Your assignment.
Each entry below should be written out exactly as it is, with no pictures.

=== Section Start ===

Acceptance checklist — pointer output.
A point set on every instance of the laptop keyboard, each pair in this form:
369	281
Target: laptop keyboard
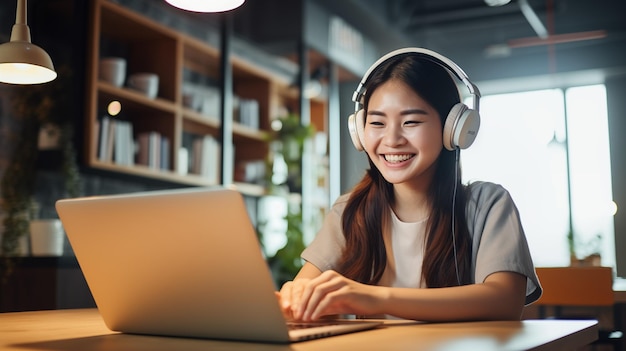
305	325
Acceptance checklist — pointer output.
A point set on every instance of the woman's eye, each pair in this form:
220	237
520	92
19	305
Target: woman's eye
412	122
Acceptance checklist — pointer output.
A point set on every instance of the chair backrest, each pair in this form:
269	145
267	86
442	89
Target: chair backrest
576	286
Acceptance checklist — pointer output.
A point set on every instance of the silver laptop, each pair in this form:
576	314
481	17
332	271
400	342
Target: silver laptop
183	263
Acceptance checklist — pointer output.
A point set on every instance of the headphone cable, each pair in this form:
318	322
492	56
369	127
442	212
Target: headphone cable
456	181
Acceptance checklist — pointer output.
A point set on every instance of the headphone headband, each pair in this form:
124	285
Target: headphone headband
428	54
460	125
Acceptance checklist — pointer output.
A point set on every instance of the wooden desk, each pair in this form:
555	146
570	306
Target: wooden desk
84	330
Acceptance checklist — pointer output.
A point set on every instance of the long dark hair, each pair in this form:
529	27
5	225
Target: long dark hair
367	213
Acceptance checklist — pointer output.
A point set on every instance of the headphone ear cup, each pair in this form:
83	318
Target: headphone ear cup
461	127
356	122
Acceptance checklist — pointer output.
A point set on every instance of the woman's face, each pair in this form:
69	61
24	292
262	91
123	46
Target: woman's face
402	134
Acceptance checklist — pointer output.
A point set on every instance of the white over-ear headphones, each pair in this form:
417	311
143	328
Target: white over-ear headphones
461	124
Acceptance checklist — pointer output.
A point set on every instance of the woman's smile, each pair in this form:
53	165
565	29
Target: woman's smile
398	158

=== Section End ===

Task result.
Acceptance checklist — pointer output.
A point set on every instance of the laptop keyboard, each pair in this form:
369	281
Target: laptop keyboard
305	325
Acceptance checklist — pointer output.
A point set on every instance of the woman's eye, each pair in this form:
220	237
520	92
19	305
Target: woman's eye
412	122
Acceptance checklist — pointer output.
A point set on every instance of the chair backrest, each pair in this form:
269	145
267	86
442	89
Target: chair backrest
576	286
Acceptance checklist — pointer output.
A point set on every instance of the silver laptop, each pair in this form:
576	314
481	17
332	271
400	342
Target: silver laptop
183	263
Acceptance checklist — pointer output.
A point set on every instance of the headphone cable, each pair in this form:
318	322
492	56
369	127
442	212
Target: headphone cable
456	181
Acceptance checklist — pointer output.
A point set on every instance of the headphone headband, each pair in this form:
124	285
Target: headphone headband
428	54
460	125
Acceptance checklist — pointer output.
A point set on every instance of the wooden desk, each pair in this form:
555	146
570	306
Target: wooden desk
84	330
Acceptance checklist — pointer output.
A point set on every instance of the long dark hair, each pair in this form:
529	27
5	225
Target: long dark hair
367	213
Acceptance checklist — pointer output.
A point set on every instance of the headphone ear cup, each pair in this form:
83	318
Target: headphone ear cup
461	127
356	122
Acceptance checklist — pointer output.
A point set on every instance of the woman's face, each pair in this form:
69	61
24	292
262	91
123	46
Target: woman's face
402	134
Acceptance checklist — pointer output.
A point set on every instance of the white over-ear headphones, each pair in this form:
417	311
143	328
Target: white over-ear headphones
461	124
Acceptance checklist — pointer output.
A point set on every instance of the woman's smile, each pair in this form:
53	165
565	29
Target: woman's smile
398	158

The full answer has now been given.